A collegiate university differs from a centralized university in that its colleges are not just halls of residence; rather, they have a substantial amount of responsibility and autonomy in the running of the university. The actual level of self-governance exercised by the colleges varies greatly among institutions, ranging from nearly autonomous colleges to dependent colleges that are integrated with the central administration itself. Often, but not always, colleges within collegiate universities have their own specific students' unions.
The development of the collegiate university in western Europe followed shortly after the development of the medieval university itself. The first college to be established was the Collège des Dix-Huits at the University of Paris, founded in 1180 by John of London shortly after he had returned from Jerusalem. This has led to the suggestion that the college was inspired by madrasas he saw on his travels, although this has been disputed, particularly as, unlike madrasas, the early Paris colleges did not teach. Other colleges appeared in Paris shortly after this, including the College of St Thomas du Louvre (1186) and the College of the Good Children of St Honore (1208-9) – although these may both have had more of the character of grammar schools that colleges of the university – various monastic colleges starting with the Dominicans in 1217, and the College of Sorbonne for non-monastic theology students in 1257. From Paris, the idea spread to Oxford, where William of Durham, who had been a Regent Master of Theology at Paris, left a legacy to found University College, Oxford in 1249. Although this is taken as the foundation date of University College, it was not until after 1280 that the college actually began operating. At around the same time Balliol College was founded by John de Balliol via a grant of land in 1263 as a penance imposed by the Bishop of Durham, and Merton College was founded with an endowment by Walter de Merton in 1264.
These original Oxford colleges were "merely endowed boardinghouses for impoverished scholars", and were limited to those who had already received their Bachelor of Arts degree and were reading for higher degrees (usually theology). It was not until 1305 that teaching started in the College of Navarre in Paris, an innovation that reached Oxford in 1379 with the foundation of New College – also the first college there to take undergraduate students.

● **INFORMATION SUPPLIED**:
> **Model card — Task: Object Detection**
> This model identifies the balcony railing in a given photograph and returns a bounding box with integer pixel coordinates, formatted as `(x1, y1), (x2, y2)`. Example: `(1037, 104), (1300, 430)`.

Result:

● **SHORT TASK 1**: Name every Oxford college mentioned in the passage on collegiate universities.
● **SHORT TASK 2**: Copy the passage on collegiate universities word for word from "A collegiate university" to "specific students' unions.".
The listing has no connection to the passage on collegiate universities.

● **COMPLETE RESPONSE 1**: University College, Balliol College, Merton College, New College

● **COMPLETE RESPONSE 2**:
A collegiate university differs from a centralized university in that its colleges are not just halls of residence; rather, they have a substantial amount of responsibility and autonomy in the running of the university. The actual level of self-governance exercised by the colleges varies greatly among institutions, ranging from nearly autonomous colleges to dependent colleges that are integrated with the central administration itself. Often, but not always, colleges within collegiate universities have their own specific students' unions.